__ASSIGNMENT__.
The expected result is a word-for-word copy of the entries, minus any pictures.

__DATA FOR THIS EXERCISE__.
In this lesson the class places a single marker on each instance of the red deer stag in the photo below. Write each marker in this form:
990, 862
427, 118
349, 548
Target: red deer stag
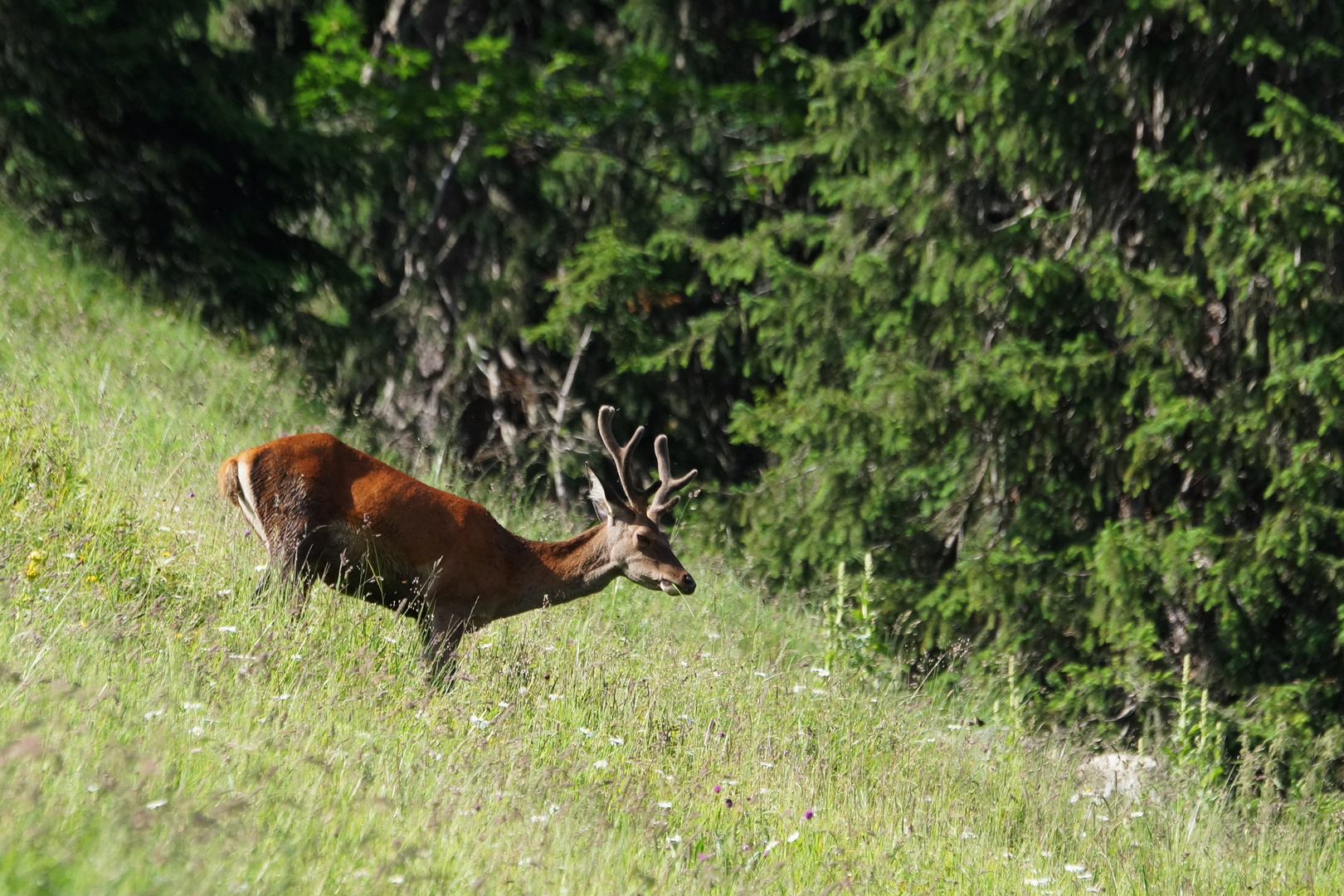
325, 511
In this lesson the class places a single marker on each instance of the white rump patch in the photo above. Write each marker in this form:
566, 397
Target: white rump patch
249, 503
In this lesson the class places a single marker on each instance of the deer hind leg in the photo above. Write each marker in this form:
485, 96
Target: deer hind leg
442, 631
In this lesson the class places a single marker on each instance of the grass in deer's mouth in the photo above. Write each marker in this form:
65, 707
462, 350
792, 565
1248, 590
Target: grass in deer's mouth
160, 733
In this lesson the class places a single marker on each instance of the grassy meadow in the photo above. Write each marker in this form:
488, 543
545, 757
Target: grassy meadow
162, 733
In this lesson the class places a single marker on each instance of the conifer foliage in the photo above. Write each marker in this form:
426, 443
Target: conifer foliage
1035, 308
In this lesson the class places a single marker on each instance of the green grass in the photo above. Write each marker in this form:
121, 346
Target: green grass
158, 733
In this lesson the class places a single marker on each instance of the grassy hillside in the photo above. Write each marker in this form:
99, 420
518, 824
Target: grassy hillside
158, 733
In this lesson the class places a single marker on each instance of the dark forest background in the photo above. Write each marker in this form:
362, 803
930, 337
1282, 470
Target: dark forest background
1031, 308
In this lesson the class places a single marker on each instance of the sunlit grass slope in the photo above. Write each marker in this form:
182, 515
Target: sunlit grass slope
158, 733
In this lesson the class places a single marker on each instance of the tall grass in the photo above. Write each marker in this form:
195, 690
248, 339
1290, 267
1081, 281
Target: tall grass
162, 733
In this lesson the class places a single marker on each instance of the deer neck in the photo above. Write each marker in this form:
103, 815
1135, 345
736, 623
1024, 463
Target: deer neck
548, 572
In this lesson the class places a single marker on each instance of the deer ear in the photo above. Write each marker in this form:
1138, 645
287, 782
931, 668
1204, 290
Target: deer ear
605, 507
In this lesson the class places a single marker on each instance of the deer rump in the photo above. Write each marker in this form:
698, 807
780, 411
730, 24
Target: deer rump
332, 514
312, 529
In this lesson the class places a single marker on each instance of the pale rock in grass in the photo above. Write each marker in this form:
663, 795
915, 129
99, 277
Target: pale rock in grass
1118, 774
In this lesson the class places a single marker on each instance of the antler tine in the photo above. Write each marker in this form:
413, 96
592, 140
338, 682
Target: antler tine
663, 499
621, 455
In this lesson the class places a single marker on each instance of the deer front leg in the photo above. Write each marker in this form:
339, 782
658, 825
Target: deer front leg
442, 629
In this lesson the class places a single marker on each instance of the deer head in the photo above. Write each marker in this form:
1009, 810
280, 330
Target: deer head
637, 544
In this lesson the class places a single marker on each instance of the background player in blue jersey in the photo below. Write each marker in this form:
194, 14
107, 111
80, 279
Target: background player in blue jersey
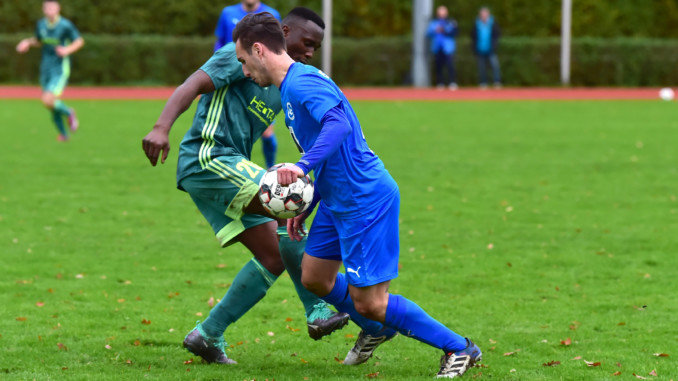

__WRITTEN RESPONSE__.
In this lesson the class places a single marker on each instance of the red deer stag in the photo below. Write each marker in this form:
990, 862
427, 118
349, 548
Target: red deer stag
325, 511
In this lesson the class places a single marker on each instance of the white rump patch in the photo above. Write each marker in this form:
566, 397
Target: white rump patch
249, 503
In this lesson the class places a single marker on each instance of the deer hind leg in the photo above. Write each marker in this form:
485, 96
Target: deer hind leg
442, 631
In this lesson the class places a single marker on each instance of the grass in deer's mouth in the photo above. Write each marker in this form:
65, 707
462, 350
792, 565
1248, 590
Target: grass in deer's mouth
160, 733
In this lesson the class places a single marker on each instance of the grassy meadow in the photo above. Write each marker in this form:
488, 543
545, 757
Target: grassy meadow
162, 733
In this lesson the class places a single marker on each instance of the conifer foliage in the photo above. Write each marker in this form:
426, 443
Target: conifer foliage
1035, 308
In this lesson the class places a single marker on each instance of the green grass in the photo above. Write each marker in this form:
121, 346
Target: green grass
158, 733
In this lesson the class places a single marker on each instance of the grassy hillside in the photo above. Write each marker in this form:
99, 420
518, 824
Target: grassy hillside
158, 733
In this lesson the class places a single marker on each instance of the dark forest background in the photo above. Write each marker in this form:
362, 803
930, 337
1282, 470
Target: dark forest background
1031, 308
In this lesson the class places a single marker on each instance of the sunlit grass slope in the photo above. Write each marker in this form:
182, 515
Target: sunlit grass slope
158, 733
In this lesson the class places a single marker on each instance of the tall grass in the photo above. Write each marker in this form:
195, 690
248, 339
1290, 267
1081, 281
Target: tall grass
162, 733
In this lesson the class places a single marker on each instance of the deer neck in the photo above. Write each marker in this form:
103, 815
1135, 345
736, 623
1024, 463
Target: deer neck
548, 572
In this lesson the class places a single marker on each instance of the deer ear in the photo above. Write each marker in this form:
1138, 645
287, 782
931, 668
1204, 290
Target: deer ear
605, 507
In this lesson the class places a single marker on each instance of the deer rump in the photo above. Write each marker in this form:
698, 807
780, 411
730, 24
Target: deer rump
332, 514
312, 529
In this lesson the class places a single marker on each instance of the pale rock in grass in the photo above. Write each marker in this form:
663, 795
915, 129
99, 277
Target: pale rock in grass
1118, 774
In this lesson the class places a single marker on each instance of the antler tine in the photo above. Write each marker in this form:
413, 96
592, 140
338, 682
Target: antler tine
663, 499
621, 455
In this lesson the class places a single marker on each instance of the deer front leg in the photo above. Write each marker in this form:
339, 782
658, 825
Target: deer front leg
442, 629
In this lesson the class places a single marker on each instance of the deer head in the photo above. Write each marker in this form:
1009, 810
280, 330
Target: deer head
637, 544
In this lesson the class places a single marker on each instance of the background player in blue jersey in the photo below. Write each marker in this form:
194, 14
107, 111
80, 279
Target: background player in blue jersey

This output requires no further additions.